ASSIGNMENT: Given the listing below, write out exactly the lines starting with the line that has "parts: an instance" and going on through the line that has "output: one SVG", both kept.

──────────────────────────────

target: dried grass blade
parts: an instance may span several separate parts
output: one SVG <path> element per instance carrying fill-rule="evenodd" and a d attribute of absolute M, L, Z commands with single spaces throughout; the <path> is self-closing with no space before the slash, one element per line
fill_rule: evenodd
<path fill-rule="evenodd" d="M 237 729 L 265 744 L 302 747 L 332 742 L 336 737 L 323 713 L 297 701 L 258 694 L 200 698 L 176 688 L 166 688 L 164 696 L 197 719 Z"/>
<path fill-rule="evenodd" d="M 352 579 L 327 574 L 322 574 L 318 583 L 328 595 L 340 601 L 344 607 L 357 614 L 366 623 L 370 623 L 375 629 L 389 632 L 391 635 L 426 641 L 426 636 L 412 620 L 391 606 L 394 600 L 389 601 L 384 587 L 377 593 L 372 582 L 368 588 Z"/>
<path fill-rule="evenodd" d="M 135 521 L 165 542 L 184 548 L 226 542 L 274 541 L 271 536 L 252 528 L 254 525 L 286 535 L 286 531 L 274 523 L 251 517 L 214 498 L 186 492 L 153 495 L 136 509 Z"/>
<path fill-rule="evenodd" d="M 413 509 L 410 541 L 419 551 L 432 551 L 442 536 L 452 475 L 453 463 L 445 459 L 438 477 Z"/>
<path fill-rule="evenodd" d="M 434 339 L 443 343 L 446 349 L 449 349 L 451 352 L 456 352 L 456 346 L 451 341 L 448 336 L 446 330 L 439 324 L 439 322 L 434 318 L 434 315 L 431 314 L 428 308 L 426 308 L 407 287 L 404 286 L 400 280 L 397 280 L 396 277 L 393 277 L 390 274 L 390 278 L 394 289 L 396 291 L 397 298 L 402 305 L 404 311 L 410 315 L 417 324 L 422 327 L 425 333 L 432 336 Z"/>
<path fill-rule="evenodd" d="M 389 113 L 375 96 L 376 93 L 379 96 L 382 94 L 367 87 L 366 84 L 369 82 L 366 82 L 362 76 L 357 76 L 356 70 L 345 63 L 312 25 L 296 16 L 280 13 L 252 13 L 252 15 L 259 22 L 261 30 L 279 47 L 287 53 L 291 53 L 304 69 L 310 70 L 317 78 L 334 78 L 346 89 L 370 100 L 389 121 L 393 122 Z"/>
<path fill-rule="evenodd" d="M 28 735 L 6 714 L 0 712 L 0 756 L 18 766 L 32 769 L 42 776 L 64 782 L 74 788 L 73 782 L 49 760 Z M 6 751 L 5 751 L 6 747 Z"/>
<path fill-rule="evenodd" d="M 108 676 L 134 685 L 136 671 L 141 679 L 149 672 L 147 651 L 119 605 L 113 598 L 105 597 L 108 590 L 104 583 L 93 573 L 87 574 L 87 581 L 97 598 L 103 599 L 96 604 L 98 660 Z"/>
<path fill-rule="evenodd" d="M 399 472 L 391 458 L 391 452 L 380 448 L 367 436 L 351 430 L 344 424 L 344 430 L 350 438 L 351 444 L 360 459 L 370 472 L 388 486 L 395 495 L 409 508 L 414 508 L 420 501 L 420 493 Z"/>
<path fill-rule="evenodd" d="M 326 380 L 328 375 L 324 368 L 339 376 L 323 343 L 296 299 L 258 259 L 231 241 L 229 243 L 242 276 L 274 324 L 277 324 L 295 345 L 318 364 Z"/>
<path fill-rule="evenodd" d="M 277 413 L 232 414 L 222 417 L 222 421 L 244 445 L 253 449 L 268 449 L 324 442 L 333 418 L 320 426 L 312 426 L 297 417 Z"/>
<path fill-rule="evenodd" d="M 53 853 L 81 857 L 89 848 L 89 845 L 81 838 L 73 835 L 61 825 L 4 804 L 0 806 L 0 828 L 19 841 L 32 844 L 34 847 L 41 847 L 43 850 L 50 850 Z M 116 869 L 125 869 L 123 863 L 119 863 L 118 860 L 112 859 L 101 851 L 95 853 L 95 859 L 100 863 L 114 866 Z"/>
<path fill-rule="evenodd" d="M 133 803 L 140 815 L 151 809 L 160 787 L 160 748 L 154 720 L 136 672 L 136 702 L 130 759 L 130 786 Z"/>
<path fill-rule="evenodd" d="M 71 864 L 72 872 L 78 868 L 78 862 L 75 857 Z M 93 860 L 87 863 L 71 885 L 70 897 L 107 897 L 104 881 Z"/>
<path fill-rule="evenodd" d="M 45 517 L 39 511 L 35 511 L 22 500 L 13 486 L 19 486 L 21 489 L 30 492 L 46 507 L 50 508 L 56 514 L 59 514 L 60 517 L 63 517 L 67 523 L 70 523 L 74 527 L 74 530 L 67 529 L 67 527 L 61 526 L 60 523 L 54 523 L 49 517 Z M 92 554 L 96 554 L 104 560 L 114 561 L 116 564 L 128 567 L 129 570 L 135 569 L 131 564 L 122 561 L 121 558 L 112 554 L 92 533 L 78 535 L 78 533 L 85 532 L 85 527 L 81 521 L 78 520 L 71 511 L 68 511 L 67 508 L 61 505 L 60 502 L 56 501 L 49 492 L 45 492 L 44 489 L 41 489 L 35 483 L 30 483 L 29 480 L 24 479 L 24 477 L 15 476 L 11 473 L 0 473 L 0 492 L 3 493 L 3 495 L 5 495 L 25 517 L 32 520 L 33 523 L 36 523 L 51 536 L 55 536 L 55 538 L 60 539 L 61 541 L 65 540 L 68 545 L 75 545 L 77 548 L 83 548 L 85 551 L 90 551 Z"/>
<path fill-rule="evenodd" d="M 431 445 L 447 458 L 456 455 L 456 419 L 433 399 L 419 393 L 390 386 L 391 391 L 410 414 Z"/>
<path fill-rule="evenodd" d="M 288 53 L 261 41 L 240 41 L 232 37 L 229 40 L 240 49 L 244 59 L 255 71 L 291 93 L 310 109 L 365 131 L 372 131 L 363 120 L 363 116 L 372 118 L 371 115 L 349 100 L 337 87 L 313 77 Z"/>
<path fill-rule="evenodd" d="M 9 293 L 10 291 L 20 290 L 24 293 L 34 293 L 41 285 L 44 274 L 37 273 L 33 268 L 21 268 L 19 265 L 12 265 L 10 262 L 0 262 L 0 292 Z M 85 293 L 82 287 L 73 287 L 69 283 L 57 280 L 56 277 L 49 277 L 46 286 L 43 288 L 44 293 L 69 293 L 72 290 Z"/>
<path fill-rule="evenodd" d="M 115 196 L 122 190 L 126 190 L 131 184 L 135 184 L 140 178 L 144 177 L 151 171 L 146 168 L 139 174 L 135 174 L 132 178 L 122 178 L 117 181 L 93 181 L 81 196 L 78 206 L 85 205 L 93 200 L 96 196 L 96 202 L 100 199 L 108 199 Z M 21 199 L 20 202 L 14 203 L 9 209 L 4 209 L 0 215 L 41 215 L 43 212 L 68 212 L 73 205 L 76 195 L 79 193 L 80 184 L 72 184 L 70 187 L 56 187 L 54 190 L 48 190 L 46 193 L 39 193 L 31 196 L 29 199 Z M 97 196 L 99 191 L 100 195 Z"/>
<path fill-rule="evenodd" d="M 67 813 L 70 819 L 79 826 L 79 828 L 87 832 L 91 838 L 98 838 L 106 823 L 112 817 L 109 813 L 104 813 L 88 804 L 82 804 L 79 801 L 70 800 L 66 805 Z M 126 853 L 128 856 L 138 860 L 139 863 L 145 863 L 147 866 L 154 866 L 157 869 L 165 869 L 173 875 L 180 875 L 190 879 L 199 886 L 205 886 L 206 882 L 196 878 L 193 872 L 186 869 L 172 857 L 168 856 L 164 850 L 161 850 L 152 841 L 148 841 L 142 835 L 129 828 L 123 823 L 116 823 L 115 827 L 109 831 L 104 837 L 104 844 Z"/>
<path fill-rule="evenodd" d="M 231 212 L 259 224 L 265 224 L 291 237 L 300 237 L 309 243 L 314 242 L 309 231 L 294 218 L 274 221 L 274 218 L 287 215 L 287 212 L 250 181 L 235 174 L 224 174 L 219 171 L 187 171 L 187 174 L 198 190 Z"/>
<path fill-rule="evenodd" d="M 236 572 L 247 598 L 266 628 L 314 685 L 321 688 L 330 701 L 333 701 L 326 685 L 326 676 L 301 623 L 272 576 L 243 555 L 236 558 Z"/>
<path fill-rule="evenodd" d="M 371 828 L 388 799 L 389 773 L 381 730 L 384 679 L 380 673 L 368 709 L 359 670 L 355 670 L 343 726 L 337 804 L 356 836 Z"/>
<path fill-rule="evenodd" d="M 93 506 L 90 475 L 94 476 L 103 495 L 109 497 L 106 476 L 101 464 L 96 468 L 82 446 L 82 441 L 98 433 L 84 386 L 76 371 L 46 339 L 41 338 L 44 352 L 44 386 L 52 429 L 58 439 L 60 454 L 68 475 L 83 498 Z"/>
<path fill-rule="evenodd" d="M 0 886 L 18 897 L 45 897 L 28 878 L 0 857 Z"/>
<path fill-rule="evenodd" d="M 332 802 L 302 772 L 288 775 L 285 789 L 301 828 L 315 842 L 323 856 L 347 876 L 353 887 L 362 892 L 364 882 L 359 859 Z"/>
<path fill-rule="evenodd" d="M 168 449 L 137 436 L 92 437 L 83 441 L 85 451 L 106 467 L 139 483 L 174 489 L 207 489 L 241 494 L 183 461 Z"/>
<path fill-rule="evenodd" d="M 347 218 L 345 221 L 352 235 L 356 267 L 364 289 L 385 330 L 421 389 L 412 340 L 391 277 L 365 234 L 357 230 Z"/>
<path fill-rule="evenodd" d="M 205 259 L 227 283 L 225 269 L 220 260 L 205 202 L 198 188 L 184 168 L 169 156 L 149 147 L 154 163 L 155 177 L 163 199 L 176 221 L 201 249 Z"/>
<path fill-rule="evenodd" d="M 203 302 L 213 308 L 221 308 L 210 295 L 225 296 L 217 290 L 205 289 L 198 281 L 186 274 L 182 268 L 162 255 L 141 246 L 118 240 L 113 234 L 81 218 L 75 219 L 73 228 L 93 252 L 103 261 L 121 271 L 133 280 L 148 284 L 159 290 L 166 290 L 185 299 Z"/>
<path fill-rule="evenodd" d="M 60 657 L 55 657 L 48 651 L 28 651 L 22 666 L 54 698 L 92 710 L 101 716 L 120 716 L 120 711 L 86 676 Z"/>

──────────────────────────────

ANSWER FOR THE TASK:
parts: an instance may span several separate parts
output: one SVG <path> element per instance carrying fill-rule="evenodd" and a d attribute of absolute M, L, Z commands with single spaces throughout; the <path> is self-closing with no space before the slash, one element per line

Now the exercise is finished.